__Your goal__
Count the lines of the material that contain the string "wooden", treating case as significant, and give only the number.

Part of a data file:
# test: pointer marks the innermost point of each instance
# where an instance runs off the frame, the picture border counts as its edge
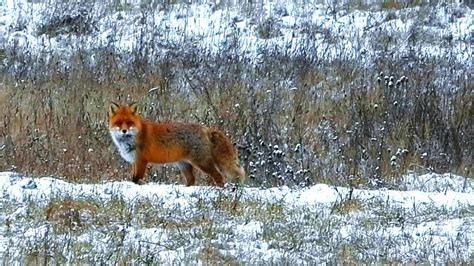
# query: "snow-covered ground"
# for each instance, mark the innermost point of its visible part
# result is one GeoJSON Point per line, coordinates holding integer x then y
{"type": "Point", "coordinates": [431, 219]}
{"type": "Point", "coordinates": [311, 29]}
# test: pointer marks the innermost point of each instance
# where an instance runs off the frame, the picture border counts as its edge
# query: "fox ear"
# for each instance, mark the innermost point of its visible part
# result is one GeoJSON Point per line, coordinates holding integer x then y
{"type": "Point", "coordinates": [133, 107]}
{"type": "Point", "coordinates": [113, 108]}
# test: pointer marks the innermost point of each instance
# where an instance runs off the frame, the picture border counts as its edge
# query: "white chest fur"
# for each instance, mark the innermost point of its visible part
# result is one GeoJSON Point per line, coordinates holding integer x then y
{"type": "Point", "coordinates": [125, 143]}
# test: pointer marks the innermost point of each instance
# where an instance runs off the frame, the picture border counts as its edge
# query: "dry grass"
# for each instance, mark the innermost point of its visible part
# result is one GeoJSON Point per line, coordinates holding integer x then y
{"type": "Point", "coordinates": [295, 120]}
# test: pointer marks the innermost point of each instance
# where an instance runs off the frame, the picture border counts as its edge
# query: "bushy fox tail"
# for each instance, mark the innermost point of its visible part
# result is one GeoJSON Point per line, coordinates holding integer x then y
{"type": "Point", "coordinates": [225, 155]}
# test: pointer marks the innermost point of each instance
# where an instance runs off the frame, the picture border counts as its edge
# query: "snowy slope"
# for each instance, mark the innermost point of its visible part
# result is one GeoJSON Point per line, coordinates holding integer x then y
{"type": "Point", "coordinates": [311, 29]}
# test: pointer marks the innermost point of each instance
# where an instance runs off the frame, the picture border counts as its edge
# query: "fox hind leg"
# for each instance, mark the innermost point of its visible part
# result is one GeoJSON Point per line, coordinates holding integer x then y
{"type": "Point", "coordinates": [187, 171]}
{"type": "Point", "coordinates": [139, 169]}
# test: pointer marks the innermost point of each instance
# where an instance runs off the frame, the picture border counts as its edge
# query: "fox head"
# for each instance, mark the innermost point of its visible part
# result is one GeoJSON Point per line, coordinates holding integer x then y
{"type": "Point", "coordinates": [124, 121]}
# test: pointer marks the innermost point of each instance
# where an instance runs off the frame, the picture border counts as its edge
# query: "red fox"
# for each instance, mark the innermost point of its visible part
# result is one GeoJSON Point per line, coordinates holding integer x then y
{"type": "Point", "coordinates": [190, 146]}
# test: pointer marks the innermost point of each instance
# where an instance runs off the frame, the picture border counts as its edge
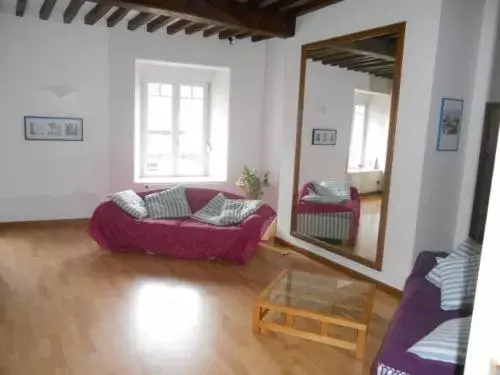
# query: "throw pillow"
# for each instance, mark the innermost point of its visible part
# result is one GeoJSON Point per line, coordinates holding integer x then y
{"type": "Point", "coordinates": [131, 203]}
{"type": "Point", "coordinates": [221, 211]}
{"type": "Point", "coordinates": [447, 343]}
{"type": "Point", "coordinates": [434, 276]}
{"type": "Point", "coordinates": [468, 248]}
{"type": "Point", "coordinates": [168, 204]}
{"type": "Point", "coordinates": [338, 188]}
{"type": "Point", "coordinates": [458, 281]}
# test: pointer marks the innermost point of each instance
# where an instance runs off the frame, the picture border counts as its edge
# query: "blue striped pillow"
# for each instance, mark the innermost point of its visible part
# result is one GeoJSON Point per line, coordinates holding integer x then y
{"type": "Point", "coordinates": [447, 343]}
{"type": "Point", "coordinates": [458, 281]}
{"type": "Point", "coordinates": [131, 203]}
{"type": "Point", "coordinates": [168, 204]}
{"type": "Point", "coordinates": [468, 248]}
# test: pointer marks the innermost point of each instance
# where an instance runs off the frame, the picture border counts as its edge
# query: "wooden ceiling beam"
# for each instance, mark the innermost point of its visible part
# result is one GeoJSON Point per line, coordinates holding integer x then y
{"type": "Point", "coordinates": [177, 26]}
{"type": "Point", "coordinates": [97, 12]}
{"type": "Point", "coordinates": [46, 9]}
{"type": "Point", "coordinates": [226, 13]}
{"type": "Point", "coordinates": [195, 27]}
{"type": "Point", "coordinates": [212, 31]}
{"type": "Point", "coordinates": [117, 16]}
{"type": "Point", "coordinates": [139, 20]}
{"type": "Point", "coordinates": [21, 7]}
{"type": "Point", "coordinates": [72, 10]}
{"type": "Point", "coordinates": [158, 23]}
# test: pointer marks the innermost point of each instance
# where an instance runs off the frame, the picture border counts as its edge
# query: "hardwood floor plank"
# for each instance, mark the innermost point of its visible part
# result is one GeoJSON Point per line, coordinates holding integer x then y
{"type": "Point", "coordinates": [69, 307]}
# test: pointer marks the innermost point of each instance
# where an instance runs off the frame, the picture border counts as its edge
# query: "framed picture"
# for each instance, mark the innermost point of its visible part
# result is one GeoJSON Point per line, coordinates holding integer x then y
{"type": "Point", "coordinates": [450, 124]}
{"type": "Point", "coordinates": [324, 137]}
{"type": "Point", "coordinates": [53, 128]}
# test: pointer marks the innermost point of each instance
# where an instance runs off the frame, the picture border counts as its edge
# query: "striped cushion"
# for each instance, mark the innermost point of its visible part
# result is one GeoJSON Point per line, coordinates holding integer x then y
{"type": "Point", "coordinates": [168, 204]}
{"type": "Point", "coordinates": [458, 281]}
{"type": "Point", "coordinates": [131, 203]}
{"type": "Point", "coordinates": [314, 197]}
{"type": "Point", "coordinates": [338, 188]}
{"type": "Point", "coordinates": [468, 248]}
{"type": "Point", "coordinates": [434, 276]}
{"type": "Point", "coordinates": [221, 211]}
{"type": "Point", "coordinates": [447, 343]}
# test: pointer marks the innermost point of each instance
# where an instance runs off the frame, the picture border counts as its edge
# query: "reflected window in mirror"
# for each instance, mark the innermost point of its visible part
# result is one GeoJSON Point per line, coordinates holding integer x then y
{"type": "Point", "coordinates": [349, 87]}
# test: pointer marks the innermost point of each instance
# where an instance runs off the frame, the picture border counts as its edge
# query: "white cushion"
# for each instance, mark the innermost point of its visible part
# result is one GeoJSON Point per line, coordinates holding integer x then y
{"type": "Point", "coordinates": [221, 211]}
{"type": "Point", "coordinates": [446, 343]}
{"type": "Point", "coordinates": [458, 281]}
{"type": "Point", "coordinates": [131, 203]}
{"type": "Point", "coordinates": [168, 204]}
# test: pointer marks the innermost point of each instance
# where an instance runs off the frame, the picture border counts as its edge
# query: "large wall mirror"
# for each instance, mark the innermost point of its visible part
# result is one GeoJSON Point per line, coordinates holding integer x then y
{"type": "Point", "coordinates": [348, 103]}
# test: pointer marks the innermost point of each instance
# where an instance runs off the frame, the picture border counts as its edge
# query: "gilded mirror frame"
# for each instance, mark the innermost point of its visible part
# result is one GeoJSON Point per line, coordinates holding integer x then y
{"type": "Point", "coordinates": [397, 30]}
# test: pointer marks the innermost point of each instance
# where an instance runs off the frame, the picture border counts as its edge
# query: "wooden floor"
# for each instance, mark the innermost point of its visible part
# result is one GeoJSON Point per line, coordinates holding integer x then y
{"type": "Point", "coordinates": [68, 307]}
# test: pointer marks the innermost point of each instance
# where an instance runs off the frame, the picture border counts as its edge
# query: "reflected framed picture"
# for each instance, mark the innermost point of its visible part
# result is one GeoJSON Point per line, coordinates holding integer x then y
{"type": "Point", "coordinates": [38, 128]}
{"type": "Point", "coordinates": [324, 137]}
{"type": "Point", "coordinates": [450, 124]}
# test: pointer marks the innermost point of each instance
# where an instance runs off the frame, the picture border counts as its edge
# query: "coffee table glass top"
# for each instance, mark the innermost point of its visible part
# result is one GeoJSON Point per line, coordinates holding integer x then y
{"type": "Point", "coordinates": [320, 294]}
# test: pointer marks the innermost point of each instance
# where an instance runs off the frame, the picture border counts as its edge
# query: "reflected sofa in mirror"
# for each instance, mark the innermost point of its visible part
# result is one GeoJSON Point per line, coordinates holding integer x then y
{"type": "Point", "coordinates": [348, 102]}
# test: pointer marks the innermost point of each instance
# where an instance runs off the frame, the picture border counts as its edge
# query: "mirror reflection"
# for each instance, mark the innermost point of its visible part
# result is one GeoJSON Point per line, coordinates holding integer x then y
{"type": "Point", "coordinates": [343, 144]}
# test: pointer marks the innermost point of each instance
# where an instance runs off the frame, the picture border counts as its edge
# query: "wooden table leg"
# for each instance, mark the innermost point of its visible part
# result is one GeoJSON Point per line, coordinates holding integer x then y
{"type": "Point", "coordinates": [256, 319]}
{"type": "Point", "coordinates": [361, 344]}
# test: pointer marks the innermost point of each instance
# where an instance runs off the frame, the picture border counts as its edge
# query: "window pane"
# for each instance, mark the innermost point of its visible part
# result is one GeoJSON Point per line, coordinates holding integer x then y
{"type": "Point", "coordinates": [185, 91]}
{"type": "Point", "coordinates": [153, 89]}
{"type": "Point", "coordinates": [191, 147]}
{"type": "Point", "coordinates": [166, 90]}
{"type": "Point", "coordinates": [160, 113]}
{"type": "Point", "coordinates": [198, 92]}
{"type": "Point", "coordinates": [159, 160]}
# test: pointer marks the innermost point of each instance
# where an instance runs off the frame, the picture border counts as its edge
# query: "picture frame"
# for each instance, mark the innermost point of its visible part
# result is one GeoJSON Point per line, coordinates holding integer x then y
{"type": "Point", "coordinates": [450, 124]}
{"type": "Point", "coordinates": [324, 137]}
{"type": "Point", "coordinates": [38, 128]}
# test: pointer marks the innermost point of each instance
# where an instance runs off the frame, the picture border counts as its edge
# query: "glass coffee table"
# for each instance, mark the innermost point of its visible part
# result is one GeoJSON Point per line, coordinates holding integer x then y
{"type": "Point", "coordinates": [313, 307]}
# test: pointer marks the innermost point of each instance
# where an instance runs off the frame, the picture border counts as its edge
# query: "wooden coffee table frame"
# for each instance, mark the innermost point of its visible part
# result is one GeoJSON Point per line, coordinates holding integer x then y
{"type": "Point", "coordinates": [262, 307]}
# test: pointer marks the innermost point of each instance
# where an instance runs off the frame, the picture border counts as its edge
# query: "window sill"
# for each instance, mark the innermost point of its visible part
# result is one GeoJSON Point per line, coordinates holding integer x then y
{"type": "Point", "coordinates": [178, 180]}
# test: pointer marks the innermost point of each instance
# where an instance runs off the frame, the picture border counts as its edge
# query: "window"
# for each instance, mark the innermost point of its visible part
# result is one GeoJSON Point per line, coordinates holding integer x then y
{"type": "Point", "coordinates": [357, 137]}
{"type": "Point", "coordinates": [175, 129]}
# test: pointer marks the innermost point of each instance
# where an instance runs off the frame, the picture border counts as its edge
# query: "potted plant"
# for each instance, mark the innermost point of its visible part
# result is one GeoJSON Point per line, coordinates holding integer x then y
{"type": "Point", "coordinates": [252, 183]}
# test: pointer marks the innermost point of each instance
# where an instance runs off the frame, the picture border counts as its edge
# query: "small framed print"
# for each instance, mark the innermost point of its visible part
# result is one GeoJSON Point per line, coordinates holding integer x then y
{"type": "Point", "coordinates": [324, 137]}
{"type": "Point", "coordinates": [53, 128]}
{"type": "Point", "coordinates": [450, 124]}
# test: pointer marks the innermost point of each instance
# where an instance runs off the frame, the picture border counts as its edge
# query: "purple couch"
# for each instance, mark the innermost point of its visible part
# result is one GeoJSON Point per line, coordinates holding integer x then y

__Answer to this task__
4